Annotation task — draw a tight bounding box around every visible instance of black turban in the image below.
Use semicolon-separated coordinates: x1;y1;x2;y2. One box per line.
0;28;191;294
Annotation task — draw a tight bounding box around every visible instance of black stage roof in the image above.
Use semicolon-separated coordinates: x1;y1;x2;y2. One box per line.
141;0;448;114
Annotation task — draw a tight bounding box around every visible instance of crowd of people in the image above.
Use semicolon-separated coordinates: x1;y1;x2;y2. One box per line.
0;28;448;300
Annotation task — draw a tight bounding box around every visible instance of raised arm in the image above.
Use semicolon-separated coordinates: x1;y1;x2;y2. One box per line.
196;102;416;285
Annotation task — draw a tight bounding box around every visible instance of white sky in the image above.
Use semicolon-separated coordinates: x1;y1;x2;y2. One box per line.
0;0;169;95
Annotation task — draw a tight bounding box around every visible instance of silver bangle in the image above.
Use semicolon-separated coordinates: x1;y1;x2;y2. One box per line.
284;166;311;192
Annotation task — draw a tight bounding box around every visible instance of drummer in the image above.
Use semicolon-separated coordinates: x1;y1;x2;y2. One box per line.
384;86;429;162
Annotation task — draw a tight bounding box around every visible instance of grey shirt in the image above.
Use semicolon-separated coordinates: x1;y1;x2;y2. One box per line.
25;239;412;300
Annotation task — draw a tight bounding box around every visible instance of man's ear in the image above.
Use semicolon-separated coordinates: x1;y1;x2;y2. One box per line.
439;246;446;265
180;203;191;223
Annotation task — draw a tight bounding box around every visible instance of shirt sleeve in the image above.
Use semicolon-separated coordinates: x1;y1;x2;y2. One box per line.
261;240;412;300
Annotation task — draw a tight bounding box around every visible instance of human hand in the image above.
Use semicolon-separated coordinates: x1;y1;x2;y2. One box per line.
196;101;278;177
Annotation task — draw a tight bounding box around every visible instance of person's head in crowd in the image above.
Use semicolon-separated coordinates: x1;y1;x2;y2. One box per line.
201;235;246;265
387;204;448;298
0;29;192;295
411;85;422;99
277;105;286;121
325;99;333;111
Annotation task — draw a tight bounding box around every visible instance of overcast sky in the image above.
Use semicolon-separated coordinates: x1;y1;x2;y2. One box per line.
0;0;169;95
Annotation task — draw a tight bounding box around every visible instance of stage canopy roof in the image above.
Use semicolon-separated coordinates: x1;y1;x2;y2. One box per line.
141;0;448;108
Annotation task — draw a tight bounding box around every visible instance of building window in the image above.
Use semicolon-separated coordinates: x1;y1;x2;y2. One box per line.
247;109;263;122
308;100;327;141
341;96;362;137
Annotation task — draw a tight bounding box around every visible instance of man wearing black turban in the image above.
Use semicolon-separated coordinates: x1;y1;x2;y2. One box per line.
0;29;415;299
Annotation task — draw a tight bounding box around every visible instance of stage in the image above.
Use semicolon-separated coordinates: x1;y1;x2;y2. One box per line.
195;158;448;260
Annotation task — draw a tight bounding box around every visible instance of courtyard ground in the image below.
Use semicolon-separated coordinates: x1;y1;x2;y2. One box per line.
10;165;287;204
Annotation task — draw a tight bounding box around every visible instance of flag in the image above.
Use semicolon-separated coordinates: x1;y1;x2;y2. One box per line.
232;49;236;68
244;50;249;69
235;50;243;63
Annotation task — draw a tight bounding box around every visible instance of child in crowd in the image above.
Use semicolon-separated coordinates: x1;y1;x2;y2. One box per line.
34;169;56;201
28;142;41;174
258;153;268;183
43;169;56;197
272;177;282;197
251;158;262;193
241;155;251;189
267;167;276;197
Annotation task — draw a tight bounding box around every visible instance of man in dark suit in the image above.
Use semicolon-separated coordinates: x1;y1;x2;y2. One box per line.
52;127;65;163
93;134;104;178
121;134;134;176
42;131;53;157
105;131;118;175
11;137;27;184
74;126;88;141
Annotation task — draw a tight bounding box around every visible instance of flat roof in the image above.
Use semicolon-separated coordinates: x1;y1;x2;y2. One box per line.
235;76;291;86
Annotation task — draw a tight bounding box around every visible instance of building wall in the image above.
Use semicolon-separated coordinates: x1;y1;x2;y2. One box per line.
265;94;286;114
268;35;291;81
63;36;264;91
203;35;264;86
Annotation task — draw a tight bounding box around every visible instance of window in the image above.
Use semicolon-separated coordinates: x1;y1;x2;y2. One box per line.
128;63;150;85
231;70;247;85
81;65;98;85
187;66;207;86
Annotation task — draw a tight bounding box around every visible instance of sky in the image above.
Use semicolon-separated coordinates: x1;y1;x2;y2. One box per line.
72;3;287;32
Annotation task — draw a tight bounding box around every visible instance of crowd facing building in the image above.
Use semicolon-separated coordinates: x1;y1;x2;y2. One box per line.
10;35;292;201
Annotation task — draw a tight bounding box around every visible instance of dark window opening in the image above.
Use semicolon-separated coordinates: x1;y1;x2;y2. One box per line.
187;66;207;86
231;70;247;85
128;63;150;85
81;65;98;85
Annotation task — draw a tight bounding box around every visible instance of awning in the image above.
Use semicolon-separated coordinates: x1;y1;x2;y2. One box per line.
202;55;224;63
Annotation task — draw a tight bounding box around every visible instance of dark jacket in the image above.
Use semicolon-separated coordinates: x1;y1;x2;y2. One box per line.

______

#### WHAT YOU NEED TO DO:
Convert the lines above into a Markdown table with the columns Row and Line, numbering each row and leaving out any blank lines.

#### COMPLETE OUTPUT:
| Row | Line |
|---|---|
| 1 | Annotation task — draw a tight bounding box around every visible instance of black turban in the image below. |
| 2 | Use semicolon-separated coordinates: x1;y1;x2;y2. One box per line. |
| 3 | 0;28;191;294 |
| 4 | Annotation task — draw a tight bounding box around every visible instance of black stage roof in the image above. |
| 5 | Use semicolon-separated coordinates: x1;y1;x2;y2. One box per line. |
| 6 | 141;0;448;114 |
| 7 | Annotation task — draw a tight bounding box around every visible instance of crowd of people in the image above. |
| 8 | Use semicolon-separated coordinates: x1;y1;x2;y2. One box per line. |
| 9 | 0;28;448;300 |
| 10 | Annotation task — draw a tight bounding box around every visible instance of raised arm in the image above. |
| 11 | Use semicolon-separated coordinates: x1;y1;x2;y2. One box per line. |
| 12 | 196;102;416;285 |
| 13 | Annotation task — draw a tight bounding box around every visible instance of white sky in the image above. |
| 14 | Use semicolon-separated coordinates: x1;y1;x2;y2. One box per line. |
| 15 | 0;0;169;95 |
| 16 | Annotation task — draw a tight bounding box around every visible instance of silver bangle in the image above. |
| 17 | Use semicolon-separated coordinates: x1;y1;x2;y2. One box per line. |
| 18 | 284;166;311;192 |
| 19 | Annotation task — draw a tight bounding box around every visible instance of drummer in the image above. |
| 20 | Use semicolon-separated coordinates: x1;y1;x2;y2. One box per line. |
| 21 | 384;86;429;162 |
| 22 | Annotation task — draw a tight bounding box around every visible instance of grey shirt in the image above. |
| 23 | Use semicolon-separated coordinates: x1;y1;x2;y2. One box per line. |
| 24 | 25;239;412;300 |
| 25 | Annotation task — draw a tight bounding box around every visible instance of man's ear in the image above. |
| 26 | Use semicolon-separated coordinates: x1;y1;x2;y2. One box per line. |
| 27 | 439;246;446;265 |
| 28 | 180;203;191;223 |
| 29 | Annotation task — draw a tight bounding box around every visible instance of shirt sleeve in the image above. |
| 30 | Use semicolon-separated coordinates: x1;y1;x2;y2. One box per line. |
| 31 | 261;240;412;300 |
| 32 | Annotation task — draw a tight bounding box around every visible instance of human hand in the image above. |
| 33 | Use semicolon-separated coordinates: x1;y1;x2;y2. One box per line. |
| 34 | 196;101;278;177 |
| 35 | Annotation task — draw a tight bounding box around every visible instance of person's head in crowd in the image above. |
| 36 | Use semicolon-separated coordinates: x1;y1;x2;y2. One box per line. |
| 37 | 201;235;246;265 |
| 38 | 387;204;448;298 |
| 39 | 0;29;192;295 |
| 40 | 411;85;422;99 |
| 41 | 277;105;286;121 |
| 42 | 325;99;333;111 |
| 43 | Annotation task — draw a tight bounding box around every visible instance of overcast sky in the image above. |
| 44 | Use semicolon-separated coordinates: x1;y1;x2;y2. One box per line. |
| 45 | 0;0;169;95 |
| 46 | Annotation task — draw a tight bounding box around every visible instance of stage canopy roof in the image above. |
| 47 | Use semicolon-separated coordinates: x1;y1;x2;y2. One box per line. |
| 48 | 141;0;448;108 |
| 49 | Annotation task — draw a tight bounding box around every visible instance of building window in the image above. |
| 50 | Use semicolon-separated coordinates: x1;y1;x2;y2. One box per line. |
| 51 | 247;109;263;122 |
| 52 | 308;100;327;141 |
| 53 | 341;96;362;137 |
| 54 | Annotation task — draw a tight bounding box around every visible instance of man wearing black turban in the image above. |
| 55 | Use semicolon-separated coordinates: x1;y1;x2;y2. One box per line. |
| 56 | 0;29;415;299 |
| 57 | Annotation task — draw a tight bounding box around every visible instance of stage in the image above. |
| 58 | Use semicolon-separated coordinates: x1;y1;x2;y2. One box per line. |
| 59 | 195;158;448;260 |
| 60 | Annotation task — draw a tight bounding box around every visible instance of courtyard ground in the image below. |
| 61 | Use semicolon-separated coordinates: x1;y1;x2;y2. One box per line. |
| 62 | 10;165;287;204 |
| 63 | Annotation task — draw a tight bounding box around every visible instance of flag in the image above. |
| 64 | Use semicolon-separated coordinates: x1;y1;x2;y2. One box per line. |
| 65 | 232;49;236;68 |
| 66 | 244;50;249;69 |
| 67 | 235;50;243;63 |
| 68 | Annotation task — draw a tight bounding box around every visible instance of child in crowd in the image above. |
| 69 | Use semicolon-separated coordinates: x1;y1;x2;y2. One box per line. |
| 70 | 34;169;56;201 |
| 71 | 28;142;41;174 |
| 72 | 258;153;268;183 |
| 73 | 43;169;56;197 |
| 74 | 272;177;282;197 |
| 75 | 251;158;262;193 |
| 76 | 241;155;251;189 |
| 77 | 267;167;276;197 |
| 78 | Annotation task — draw a tight bounding box around every visible instance of man in dark suit in the image above. |
| 79 | Use semicolon-separated coordinates: x1;y1;x2;y2. One box per line. |
| 80 | 52;127;65;163 |
| 81 | 93;134;104;178 |
| 82 | 121;134;134;176 |
| 83 | 42;131;53;157 |
| 84 | 105;131;118;175 |
| 85 | 11;137;27;184 |
| 86 | 74;126;88;141 |
| 87 | Annotation task — draw a tight bounding box around every visible instance of flat roof in the image above. |
| 88 | Use semicolon-separated coordinates: x1;y1;x2;y2. One box per line. |
| 89 | 235;76;291;86 |
| 90 | Annotation task — draw a tight bounding box around every visible instance of building wall in the image above. |
| 91 | Use semicolon-separated coordinates: x1;y1;x2;y2. One box per line. |
| 92 | 265;94;286;114 |
| 93 | 268;35;291;81 |
| 94 | 63;36;264;91 |
| 95 | 203;35;264;86 |
| 96 | Annotation task — draw a tight bounding box around every visible instance of window in the image above. |
| 97 | Use semicolon-separated coordinates: x1;y1;x2;y2. One box per line. |
| 98 | 128;63;150;85 |
| 99 | 231;70;247;85 |
| 100 | 81;65;98;85 |
| 101 | 187;66;207;86 |
| 102 | Annotation task — draw a tight bounding box around every visible instance of sky in the image above. |
| 103 | Use semicolon-separated coordinates: x1;y1;x2;y2. One box per line. |
| 104 | 72;3;287;32 |
| 105 | Annotation task — draw a tight bounding box around every visible instance of crowd facing building in the image above. |
| 106 | Use semicolon-separated coordinates: x1;y1;x2;y2. One box per line. |
| 107 | 10;35;292;201 |
| 108 | Annotation task — draw a tight bounding box around every visible instance of dark window opening in the image above. |
| 109 | Use semicolon-separated coordinates: x1;y1;x2;y2. One box per line. |
| 110 | 187;66;207;86 |
| 111 | 231;70;247;85 |
| 112 | 128;63;150;85 |
| 113 | 81;65;98;85 |
| 114 | Annotation task — draw a tight bounding box around every visible instance of awning in the image above. |
| 115 | Use semicolon-separated coordinates: x1;y1;x2;y2. One box per line. |
| 116 | 202;55;224;63 |
| 117 | Annotation task — draw a tight bounding box around every visible instance of dark jacket in the image above. |
| 118 | Use semicolon-separated coordinates: x1;y1;x2;y2. One box per line. |